> _Exercise brief_: Using the listing below, print exactly everything from the line with "positive clicks: (117, 241) (124, 236)" down to the line with "box: [52, 106, 73, 135]", both included, and nothing more.

►

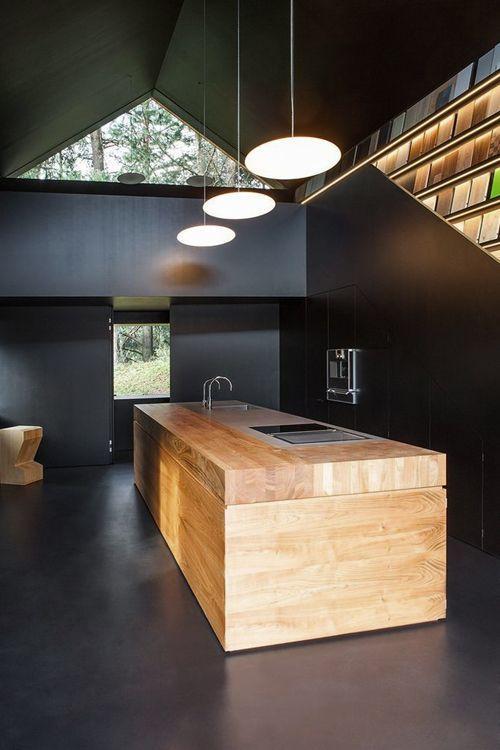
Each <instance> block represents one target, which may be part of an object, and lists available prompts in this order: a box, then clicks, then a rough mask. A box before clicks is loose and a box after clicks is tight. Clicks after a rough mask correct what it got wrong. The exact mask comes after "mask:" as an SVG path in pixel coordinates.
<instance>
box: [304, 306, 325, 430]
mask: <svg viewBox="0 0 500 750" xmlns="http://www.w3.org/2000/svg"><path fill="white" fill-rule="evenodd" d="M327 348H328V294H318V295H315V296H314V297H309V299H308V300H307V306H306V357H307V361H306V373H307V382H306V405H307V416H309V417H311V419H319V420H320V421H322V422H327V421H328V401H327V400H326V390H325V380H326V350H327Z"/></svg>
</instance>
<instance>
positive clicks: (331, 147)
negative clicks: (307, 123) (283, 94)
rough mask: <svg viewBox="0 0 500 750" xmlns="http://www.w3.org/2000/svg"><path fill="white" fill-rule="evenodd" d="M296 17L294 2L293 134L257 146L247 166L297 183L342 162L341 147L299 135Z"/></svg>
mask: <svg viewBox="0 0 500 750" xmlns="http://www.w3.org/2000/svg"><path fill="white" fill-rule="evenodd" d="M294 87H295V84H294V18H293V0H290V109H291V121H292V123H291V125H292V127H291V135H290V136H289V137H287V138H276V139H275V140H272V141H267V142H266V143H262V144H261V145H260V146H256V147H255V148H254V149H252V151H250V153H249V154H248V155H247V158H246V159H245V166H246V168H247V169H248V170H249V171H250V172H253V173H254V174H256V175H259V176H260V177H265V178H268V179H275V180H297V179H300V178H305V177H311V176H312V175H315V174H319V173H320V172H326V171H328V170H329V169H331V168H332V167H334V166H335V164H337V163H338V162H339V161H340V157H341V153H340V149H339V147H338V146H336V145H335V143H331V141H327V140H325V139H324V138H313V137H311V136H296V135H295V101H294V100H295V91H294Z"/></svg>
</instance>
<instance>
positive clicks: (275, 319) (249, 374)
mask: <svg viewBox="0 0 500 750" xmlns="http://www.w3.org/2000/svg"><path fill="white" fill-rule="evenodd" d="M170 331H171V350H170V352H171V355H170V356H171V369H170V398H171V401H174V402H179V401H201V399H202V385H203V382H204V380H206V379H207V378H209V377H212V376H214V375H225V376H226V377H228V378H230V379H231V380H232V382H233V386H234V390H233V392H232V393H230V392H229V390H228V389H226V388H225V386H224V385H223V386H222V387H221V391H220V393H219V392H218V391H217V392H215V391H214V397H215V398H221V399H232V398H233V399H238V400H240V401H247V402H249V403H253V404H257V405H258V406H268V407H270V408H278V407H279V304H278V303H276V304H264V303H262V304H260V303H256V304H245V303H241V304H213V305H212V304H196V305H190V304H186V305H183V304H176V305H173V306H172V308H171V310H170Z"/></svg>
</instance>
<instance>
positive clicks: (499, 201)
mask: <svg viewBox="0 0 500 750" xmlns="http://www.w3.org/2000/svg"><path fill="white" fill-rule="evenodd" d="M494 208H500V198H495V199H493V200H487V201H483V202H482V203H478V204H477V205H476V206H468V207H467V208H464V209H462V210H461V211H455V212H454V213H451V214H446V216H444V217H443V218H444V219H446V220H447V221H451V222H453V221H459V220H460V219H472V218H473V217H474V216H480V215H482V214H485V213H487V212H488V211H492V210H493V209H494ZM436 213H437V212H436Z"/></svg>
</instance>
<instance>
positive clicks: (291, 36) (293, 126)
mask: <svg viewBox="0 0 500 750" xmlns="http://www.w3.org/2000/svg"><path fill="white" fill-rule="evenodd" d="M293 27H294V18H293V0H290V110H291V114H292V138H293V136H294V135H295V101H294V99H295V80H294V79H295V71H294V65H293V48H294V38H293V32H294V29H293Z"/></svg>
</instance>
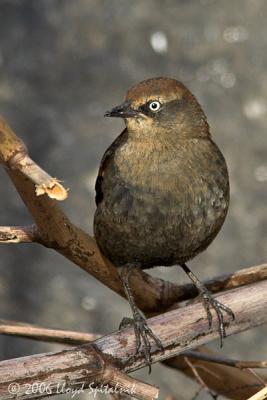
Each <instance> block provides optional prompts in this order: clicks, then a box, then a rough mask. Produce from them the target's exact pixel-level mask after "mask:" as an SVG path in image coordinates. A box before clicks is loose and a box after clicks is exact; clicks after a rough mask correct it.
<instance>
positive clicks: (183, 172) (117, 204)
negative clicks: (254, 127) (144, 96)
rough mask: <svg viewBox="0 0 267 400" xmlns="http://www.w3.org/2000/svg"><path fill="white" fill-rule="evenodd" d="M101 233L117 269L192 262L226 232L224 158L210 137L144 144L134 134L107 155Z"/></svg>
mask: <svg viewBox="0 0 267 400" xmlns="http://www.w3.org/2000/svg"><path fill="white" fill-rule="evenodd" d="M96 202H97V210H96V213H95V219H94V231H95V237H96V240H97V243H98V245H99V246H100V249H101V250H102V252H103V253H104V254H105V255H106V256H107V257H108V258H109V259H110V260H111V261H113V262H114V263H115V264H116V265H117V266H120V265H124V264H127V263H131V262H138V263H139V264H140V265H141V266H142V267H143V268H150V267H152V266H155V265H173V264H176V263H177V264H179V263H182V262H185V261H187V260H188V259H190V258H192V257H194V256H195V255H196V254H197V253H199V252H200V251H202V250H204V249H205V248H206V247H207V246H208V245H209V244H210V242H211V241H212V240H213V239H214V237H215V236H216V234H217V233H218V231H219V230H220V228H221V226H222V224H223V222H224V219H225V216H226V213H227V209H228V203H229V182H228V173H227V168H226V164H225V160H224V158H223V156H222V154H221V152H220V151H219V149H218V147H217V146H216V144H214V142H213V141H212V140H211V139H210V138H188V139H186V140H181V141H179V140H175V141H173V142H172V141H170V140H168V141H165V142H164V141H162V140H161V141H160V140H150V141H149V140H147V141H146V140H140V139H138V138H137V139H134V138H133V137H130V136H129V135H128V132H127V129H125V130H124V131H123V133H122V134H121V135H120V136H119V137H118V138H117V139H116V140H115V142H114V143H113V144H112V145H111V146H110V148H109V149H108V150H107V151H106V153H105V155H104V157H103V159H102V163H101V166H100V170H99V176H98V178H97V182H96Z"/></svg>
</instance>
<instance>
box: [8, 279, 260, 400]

◄
►

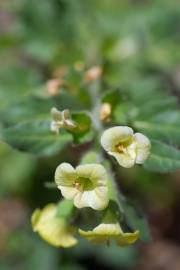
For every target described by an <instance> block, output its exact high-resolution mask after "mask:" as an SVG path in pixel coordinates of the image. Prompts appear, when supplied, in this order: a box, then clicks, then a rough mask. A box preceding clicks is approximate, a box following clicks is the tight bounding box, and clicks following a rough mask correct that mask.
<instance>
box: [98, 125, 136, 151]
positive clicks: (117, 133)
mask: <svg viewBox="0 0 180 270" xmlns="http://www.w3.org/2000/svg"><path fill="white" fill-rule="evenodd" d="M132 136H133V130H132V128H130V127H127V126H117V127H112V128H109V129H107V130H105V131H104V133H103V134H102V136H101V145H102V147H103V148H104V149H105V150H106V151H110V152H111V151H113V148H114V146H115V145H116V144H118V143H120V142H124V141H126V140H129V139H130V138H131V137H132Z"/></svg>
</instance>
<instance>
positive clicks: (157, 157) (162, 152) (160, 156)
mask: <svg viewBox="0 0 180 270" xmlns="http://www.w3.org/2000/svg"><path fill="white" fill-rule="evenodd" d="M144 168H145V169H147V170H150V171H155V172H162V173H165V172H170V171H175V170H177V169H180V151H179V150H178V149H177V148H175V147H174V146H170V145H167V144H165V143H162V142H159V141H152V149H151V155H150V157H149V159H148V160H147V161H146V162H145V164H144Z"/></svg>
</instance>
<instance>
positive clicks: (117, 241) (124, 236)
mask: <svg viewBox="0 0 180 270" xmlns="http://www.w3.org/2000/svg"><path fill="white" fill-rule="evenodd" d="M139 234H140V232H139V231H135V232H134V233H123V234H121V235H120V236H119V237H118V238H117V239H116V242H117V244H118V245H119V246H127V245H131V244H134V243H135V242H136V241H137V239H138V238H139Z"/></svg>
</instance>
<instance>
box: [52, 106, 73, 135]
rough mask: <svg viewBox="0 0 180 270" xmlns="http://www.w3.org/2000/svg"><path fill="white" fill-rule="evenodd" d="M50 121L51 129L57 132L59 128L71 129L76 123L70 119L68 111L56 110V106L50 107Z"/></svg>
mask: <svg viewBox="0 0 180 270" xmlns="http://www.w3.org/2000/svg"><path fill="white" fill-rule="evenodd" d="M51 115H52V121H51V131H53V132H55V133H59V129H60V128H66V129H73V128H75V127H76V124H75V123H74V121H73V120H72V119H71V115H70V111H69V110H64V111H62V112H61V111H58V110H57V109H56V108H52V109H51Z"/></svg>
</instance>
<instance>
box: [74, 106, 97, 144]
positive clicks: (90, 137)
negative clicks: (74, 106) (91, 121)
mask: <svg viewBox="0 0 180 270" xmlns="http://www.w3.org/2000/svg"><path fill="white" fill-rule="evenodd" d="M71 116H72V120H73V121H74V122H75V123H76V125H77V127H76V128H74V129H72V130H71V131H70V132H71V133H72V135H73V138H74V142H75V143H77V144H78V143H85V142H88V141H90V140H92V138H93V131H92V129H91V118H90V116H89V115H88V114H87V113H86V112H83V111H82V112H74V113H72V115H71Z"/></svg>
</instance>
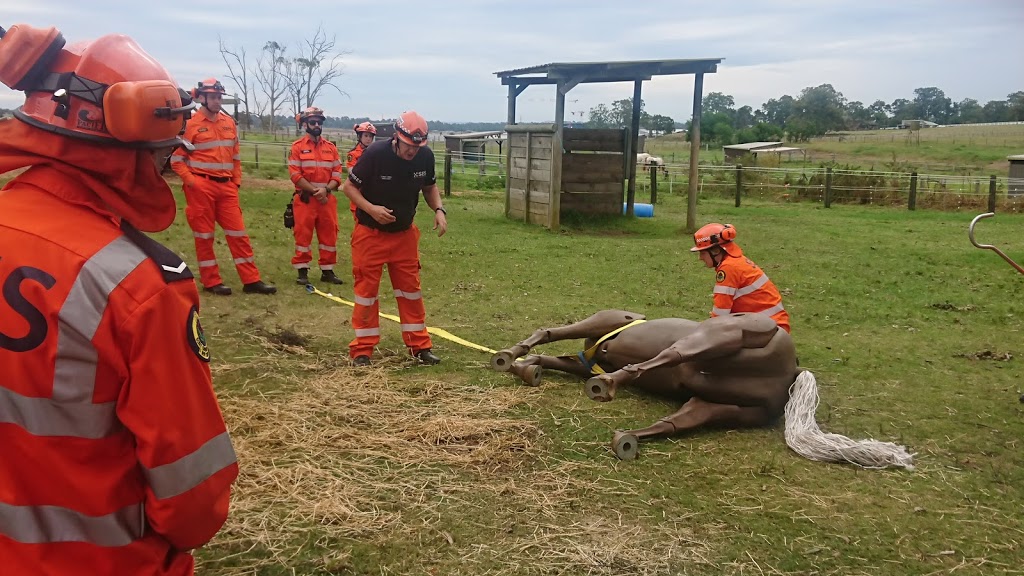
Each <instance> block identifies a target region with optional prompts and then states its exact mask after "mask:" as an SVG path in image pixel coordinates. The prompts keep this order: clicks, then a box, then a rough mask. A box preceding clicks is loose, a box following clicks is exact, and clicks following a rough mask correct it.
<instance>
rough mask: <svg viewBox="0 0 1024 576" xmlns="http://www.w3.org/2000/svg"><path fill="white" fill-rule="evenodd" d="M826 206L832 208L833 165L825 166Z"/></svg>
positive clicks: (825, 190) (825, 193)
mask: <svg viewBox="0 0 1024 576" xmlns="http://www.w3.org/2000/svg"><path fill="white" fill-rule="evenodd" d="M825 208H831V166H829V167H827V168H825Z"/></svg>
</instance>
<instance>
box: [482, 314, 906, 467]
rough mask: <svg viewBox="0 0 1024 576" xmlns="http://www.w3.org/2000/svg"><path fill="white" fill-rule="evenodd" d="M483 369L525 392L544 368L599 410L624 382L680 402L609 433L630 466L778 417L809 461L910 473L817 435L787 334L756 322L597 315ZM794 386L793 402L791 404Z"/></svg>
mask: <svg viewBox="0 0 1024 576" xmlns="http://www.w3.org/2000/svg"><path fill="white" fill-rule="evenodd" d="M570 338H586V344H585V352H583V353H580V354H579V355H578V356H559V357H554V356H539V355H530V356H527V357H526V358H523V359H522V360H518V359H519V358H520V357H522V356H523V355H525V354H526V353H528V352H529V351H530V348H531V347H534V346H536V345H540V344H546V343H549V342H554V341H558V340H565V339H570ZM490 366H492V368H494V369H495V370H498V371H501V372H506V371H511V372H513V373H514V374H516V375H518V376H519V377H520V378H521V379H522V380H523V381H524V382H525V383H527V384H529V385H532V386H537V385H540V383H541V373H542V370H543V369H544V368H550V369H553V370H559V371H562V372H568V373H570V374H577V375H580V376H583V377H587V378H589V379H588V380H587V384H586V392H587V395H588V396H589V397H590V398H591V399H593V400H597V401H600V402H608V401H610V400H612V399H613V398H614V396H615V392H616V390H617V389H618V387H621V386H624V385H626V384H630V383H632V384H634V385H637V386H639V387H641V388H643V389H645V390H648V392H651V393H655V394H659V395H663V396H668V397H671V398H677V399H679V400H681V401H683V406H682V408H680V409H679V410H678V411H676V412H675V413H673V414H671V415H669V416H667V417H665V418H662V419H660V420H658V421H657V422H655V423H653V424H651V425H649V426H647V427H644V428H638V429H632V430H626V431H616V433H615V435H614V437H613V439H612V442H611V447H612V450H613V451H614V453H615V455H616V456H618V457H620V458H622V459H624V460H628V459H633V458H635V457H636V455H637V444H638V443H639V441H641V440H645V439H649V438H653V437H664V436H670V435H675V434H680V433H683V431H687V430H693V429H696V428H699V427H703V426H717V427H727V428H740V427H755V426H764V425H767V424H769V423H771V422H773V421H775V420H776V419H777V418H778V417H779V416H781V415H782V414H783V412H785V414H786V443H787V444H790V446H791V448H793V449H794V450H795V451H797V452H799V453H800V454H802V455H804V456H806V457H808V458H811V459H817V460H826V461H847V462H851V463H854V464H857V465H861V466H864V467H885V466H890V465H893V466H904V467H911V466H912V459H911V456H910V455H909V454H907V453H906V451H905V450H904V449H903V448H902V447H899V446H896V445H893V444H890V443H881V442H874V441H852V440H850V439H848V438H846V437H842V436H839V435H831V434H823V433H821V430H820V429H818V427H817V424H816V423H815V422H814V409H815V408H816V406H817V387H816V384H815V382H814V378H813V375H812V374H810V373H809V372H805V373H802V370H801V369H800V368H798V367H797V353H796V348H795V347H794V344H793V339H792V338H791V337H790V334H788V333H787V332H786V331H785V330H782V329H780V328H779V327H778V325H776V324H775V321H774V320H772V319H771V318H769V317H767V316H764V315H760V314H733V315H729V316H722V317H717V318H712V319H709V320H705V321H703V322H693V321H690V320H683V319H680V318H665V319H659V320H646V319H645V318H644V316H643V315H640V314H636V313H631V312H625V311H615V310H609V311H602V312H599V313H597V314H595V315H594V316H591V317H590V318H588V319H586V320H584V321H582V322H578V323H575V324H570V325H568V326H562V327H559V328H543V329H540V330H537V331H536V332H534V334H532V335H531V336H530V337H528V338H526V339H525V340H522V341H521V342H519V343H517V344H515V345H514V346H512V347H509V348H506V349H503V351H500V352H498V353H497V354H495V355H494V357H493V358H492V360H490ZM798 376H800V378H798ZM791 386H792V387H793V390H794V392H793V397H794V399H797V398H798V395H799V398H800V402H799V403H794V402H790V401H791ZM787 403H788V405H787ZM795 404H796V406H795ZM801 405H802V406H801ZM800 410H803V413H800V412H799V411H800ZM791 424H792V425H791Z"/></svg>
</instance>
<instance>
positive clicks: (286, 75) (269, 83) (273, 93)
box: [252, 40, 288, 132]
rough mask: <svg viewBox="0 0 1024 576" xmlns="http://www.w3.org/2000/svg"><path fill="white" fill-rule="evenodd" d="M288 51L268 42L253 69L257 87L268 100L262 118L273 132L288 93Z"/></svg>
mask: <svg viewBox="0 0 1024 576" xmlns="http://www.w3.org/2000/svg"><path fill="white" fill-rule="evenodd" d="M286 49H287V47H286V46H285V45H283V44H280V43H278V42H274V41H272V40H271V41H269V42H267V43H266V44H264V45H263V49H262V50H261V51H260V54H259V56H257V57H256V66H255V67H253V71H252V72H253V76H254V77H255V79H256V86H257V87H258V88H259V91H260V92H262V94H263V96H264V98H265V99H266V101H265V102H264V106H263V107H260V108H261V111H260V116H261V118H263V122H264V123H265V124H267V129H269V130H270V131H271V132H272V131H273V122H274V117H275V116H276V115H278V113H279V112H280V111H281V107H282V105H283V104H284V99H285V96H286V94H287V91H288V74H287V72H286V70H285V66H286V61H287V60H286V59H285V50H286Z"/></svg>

◄

> _Completed task_:
positive clicks: (117, 241) (124, 236)
mask: <svg viewBox="0 0 180 270" xmlns="http://www.w3.org/2000/svg"><path fill="white" fill-rule="evenodd" d="M139 234H140V232H139V231H135V232H134V233H123V234H121V235H120V236H119V237H118V238H117V239H116V242H117V244H118V245H119V246H127V245H131V244H134V243H135V242H136V241H137V239H138V238H139Z"/></svg>
</instance>
<instance>
box: [52, 106, 73, 135]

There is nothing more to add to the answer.